PROBLEM STATEMENT: Rescale everything from the start of the entries down through the line containing "x=387 y=223" by writing each of those lines out again, requests included. Multiply every coordinate in the answers by 1.3 and round to whole numbers with halves going up, but leave the numbers in the requests as they are.
[begin DATA IN THIS EXERCISE]
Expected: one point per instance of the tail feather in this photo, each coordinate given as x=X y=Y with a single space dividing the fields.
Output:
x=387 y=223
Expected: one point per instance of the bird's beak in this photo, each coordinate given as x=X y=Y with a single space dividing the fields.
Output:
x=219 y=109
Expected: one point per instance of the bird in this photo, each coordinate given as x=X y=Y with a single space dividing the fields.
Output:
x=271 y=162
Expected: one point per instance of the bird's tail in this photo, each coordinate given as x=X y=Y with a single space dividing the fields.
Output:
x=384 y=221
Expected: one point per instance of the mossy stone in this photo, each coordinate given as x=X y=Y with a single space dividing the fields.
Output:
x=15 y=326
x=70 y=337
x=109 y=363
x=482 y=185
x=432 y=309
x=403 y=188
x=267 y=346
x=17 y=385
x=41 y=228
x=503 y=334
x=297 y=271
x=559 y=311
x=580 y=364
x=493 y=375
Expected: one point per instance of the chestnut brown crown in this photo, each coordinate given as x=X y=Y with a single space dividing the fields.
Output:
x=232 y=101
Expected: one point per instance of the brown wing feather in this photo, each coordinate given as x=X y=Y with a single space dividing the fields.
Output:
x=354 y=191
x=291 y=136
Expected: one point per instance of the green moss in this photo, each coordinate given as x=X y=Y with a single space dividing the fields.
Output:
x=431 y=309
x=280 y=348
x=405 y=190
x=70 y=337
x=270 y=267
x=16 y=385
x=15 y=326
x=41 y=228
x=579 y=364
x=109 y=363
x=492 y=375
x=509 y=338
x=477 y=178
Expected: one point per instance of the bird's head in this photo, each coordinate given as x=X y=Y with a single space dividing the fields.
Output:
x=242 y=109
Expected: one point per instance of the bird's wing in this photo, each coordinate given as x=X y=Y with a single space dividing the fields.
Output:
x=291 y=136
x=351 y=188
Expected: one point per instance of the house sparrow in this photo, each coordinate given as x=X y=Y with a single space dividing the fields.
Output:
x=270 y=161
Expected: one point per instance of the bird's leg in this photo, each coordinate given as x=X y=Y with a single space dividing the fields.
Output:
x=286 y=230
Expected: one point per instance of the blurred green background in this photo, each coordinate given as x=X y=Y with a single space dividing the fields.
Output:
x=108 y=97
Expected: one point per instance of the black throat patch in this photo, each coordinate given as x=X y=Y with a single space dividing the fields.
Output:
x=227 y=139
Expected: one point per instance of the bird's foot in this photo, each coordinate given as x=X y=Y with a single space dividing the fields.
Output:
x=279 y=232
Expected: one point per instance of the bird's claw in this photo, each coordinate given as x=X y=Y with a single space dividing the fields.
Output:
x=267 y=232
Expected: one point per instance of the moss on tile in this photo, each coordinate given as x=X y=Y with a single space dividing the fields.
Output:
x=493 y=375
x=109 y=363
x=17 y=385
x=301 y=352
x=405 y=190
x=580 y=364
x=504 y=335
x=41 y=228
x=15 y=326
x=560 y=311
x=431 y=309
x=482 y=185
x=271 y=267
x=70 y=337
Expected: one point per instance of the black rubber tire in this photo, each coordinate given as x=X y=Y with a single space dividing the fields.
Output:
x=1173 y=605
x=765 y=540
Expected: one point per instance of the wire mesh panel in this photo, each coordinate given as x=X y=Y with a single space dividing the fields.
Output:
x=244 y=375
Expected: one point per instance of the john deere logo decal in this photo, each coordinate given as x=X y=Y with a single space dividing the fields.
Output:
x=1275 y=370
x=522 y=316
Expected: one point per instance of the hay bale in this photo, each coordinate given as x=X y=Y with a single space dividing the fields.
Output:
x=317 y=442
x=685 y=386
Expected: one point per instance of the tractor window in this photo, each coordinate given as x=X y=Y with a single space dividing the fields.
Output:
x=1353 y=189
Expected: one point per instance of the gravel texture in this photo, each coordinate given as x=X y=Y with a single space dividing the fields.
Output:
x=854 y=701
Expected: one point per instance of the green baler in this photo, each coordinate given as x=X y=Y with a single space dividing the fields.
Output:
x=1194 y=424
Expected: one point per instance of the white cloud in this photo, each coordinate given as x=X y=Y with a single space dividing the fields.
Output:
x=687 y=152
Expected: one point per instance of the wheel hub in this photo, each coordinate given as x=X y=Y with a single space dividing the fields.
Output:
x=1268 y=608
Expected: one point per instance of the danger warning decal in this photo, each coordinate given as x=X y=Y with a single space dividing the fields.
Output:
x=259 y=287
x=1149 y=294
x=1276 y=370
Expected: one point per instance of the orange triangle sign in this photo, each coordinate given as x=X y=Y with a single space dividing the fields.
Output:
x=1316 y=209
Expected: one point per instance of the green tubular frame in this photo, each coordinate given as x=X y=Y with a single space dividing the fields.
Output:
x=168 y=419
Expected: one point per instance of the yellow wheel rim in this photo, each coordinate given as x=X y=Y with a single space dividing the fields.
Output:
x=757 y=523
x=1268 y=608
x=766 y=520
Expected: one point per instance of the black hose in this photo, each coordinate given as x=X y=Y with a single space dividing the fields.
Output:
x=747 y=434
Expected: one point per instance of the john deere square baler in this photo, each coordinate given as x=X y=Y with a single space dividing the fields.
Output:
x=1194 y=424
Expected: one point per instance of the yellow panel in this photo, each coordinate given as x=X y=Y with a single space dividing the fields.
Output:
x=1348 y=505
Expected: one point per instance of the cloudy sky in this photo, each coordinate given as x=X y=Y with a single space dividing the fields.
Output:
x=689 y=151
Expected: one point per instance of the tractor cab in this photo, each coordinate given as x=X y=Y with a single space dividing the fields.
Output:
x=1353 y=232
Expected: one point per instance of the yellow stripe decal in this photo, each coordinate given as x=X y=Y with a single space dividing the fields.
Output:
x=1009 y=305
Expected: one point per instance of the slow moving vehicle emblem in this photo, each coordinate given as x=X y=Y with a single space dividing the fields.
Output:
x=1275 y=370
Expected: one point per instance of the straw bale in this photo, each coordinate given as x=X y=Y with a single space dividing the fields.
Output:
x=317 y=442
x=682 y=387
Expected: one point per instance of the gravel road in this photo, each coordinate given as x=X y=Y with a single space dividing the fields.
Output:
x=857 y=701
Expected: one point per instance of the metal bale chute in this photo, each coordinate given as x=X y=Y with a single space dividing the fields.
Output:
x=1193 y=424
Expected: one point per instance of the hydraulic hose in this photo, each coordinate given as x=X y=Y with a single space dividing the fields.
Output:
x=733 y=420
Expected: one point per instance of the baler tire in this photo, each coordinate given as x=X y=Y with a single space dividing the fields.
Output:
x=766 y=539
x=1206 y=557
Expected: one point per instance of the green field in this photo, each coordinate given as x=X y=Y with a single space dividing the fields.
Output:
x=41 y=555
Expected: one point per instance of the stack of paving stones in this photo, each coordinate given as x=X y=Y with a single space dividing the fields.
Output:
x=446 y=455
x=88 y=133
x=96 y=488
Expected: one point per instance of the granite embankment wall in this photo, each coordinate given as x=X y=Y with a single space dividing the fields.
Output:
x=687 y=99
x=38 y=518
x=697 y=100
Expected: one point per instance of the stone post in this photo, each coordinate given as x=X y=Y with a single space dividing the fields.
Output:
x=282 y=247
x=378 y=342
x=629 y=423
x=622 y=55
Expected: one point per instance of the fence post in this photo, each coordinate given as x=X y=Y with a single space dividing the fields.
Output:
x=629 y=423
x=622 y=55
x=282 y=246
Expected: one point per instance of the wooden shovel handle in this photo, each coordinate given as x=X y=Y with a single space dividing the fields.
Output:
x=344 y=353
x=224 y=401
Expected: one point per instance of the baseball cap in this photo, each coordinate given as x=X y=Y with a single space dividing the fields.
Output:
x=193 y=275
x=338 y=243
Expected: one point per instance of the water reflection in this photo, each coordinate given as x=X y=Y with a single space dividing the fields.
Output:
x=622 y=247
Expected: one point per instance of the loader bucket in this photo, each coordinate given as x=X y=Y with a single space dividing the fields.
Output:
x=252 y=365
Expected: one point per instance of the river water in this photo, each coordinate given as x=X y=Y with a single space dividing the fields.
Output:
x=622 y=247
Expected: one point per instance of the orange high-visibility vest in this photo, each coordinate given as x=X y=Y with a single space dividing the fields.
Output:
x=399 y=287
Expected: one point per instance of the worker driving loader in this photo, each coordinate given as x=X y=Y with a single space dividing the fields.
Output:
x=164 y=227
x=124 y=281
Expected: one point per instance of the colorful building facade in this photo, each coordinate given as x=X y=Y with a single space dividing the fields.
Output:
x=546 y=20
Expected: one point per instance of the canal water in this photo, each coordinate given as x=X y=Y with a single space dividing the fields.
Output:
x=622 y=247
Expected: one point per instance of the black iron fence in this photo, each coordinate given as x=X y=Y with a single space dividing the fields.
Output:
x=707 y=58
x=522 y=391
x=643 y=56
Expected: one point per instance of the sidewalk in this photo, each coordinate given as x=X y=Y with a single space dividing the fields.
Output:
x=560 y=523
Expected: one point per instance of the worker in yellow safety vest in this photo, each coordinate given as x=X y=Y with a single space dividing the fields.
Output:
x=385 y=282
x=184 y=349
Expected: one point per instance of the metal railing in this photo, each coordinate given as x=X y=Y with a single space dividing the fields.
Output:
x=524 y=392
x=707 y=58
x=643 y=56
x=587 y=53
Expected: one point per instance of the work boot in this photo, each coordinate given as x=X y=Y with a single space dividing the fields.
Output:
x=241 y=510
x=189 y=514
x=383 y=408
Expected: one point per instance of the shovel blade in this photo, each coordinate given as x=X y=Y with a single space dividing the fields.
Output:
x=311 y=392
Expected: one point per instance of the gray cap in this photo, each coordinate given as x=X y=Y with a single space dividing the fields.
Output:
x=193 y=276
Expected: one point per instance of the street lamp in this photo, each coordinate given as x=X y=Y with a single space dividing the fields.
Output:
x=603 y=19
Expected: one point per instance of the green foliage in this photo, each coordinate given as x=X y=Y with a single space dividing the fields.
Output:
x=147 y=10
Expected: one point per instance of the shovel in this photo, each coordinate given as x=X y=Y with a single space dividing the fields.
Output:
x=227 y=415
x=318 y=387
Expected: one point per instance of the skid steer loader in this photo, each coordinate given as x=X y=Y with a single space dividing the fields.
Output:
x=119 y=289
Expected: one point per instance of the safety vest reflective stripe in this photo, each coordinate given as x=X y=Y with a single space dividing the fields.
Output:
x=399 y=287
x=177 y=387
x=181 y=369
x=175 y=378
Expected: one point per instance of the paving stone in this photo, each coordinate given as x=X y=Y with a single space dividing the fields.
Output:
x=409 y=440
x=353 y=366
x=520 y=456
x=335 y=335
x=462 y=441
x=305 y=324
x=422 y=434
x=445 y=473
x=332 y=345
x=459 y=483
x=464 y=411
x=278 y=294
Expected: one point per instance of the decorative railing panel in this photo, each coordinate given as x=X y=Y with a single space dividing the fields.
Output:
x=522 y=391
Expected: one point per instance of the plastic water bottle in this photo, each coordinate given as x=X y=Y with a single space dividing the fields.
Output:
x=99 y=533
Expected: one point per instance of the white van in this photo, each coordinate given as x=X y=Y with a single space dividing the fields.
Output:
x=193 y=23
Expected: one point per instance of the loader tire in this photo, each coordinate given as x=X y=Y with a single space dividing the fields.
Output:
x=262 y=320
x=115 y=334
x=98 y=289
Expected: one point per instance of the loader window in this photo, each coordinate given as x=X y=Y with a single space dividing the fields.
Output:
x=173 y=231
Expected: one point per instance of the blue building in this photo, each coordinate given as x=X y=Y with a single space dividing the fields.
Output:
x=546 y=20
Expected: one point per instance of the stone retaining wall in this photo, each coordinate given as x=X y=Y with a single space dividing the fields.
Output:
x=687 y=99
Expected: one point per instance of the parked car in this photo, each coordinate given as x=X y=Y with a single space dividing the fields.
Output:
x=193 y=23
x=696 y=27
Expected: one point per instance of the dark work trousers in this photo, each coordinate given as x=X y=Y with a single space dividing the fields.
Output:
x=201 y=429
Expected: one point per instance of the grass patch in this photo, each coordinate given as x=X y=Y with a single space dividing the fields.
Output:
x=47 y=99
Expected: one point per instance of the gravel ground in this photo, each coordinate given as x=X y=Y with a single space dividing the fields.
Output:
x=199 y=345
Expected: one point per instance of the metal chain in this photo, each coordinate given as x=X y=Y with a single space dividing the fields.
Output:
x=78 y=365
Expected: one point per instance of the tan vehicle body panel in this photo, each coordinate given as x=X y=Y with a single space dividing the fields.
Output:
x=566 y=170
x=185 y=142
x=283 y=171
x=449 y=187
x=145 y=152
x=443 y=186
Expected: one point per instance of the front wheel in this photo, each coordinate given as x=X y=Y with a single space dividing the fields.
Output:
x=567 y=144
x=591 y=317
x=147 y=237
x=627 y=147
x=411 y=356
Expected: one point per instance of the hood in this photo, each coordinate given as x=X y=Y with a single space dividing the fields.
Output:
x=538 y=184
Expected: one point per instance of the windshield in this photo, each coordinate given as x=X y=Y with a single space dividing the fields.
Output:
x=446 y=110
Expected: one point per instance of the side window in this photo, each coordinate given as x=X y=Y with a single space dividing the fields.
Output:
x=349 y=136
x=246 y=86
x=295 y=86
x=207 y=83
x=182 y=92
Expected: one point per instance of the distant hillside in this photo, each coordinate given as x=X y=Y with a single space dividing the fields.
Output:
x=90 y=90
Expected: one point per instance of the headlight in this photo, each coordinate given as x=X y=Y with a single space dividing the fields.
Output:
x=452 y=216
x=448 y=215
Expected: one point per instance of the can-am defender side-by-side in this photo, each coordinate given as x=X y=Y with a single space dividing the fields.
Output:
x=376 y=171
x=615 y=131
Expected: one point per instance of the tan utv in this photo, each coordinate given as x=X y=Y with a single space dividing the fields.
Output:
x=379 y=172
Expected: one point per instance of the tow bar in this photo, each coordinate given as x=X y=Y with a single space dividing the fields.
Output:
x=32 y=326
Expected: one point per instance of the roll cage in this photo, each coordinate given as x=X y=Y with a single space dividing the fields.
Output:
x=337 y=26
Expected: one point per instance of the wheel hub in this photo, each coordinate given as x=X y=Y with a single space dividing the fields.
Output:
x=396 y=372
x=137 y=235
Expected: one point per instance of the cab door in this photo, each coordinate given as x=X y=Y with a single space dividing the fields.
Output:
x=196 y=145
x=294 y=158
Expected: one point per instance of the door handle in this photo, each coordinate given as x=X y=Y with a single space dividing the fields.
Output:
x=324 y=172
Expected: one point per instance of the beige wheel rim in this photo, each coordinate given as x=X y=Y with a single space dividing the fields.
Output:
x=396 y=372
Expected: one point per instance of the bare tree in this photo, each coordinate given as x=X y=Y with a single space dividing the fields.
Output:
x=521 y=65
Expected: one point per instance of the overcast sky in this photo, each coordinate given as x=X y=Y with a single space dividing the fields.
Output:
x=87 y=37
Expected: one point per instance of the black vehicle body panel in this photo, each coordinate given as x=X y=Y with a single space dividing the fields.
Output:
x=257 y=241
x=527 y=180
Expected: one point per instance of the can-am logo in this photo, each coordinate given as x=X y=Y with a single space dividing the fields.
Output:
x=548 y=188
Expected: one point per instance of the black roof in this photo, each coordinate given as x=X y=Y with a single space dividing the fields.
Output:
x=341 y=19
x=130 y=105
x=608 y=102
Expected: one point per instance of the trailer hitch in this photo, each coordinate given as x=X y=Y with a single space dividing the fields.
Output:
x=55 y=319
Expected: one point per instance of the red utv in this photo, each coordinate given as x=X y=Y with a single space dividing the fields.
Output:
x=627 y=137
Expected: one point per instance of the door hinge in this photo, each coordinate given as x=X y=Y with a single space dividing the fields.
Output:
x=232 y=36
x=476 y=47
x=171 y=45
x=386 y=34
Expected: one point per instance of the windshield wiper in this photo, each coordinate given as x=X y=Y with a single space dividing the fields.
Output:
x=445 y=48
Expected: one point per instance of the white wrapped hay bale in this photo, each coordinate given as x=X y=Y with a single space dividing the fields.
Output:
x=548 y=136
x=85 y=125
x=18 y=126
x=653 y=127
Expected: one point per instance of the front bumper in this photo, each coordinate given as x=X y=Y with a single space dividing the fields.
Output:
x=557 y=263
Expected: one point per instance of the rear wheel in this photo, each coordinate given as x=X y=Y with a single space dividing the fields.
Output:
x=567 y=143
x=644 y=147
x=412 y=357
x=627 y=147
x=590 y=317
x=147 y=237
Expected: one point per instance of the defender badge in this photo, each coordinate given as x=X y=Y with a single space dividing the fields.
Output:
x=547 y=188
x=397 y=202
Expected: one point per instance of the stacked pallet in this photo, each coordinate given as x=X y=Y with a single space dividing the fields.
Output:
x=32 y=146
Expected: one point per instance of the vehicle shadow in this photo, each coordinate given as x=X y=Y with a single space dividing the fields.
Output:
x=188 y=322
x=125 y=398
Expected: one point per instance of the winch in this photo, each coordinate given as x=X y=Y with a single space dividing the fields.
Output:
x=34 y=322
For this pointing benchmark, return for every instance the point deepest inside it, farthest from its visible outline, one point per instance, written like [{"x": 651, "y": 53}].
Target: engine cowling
[end DATA IN THIS EXERCISE]
FINISHED EXERCISE:
Expected: one point per instance of the tail feather in this photo, each coordinate given as x=X y=Y with a single space dividing the fields.
Output:
x=503 y=290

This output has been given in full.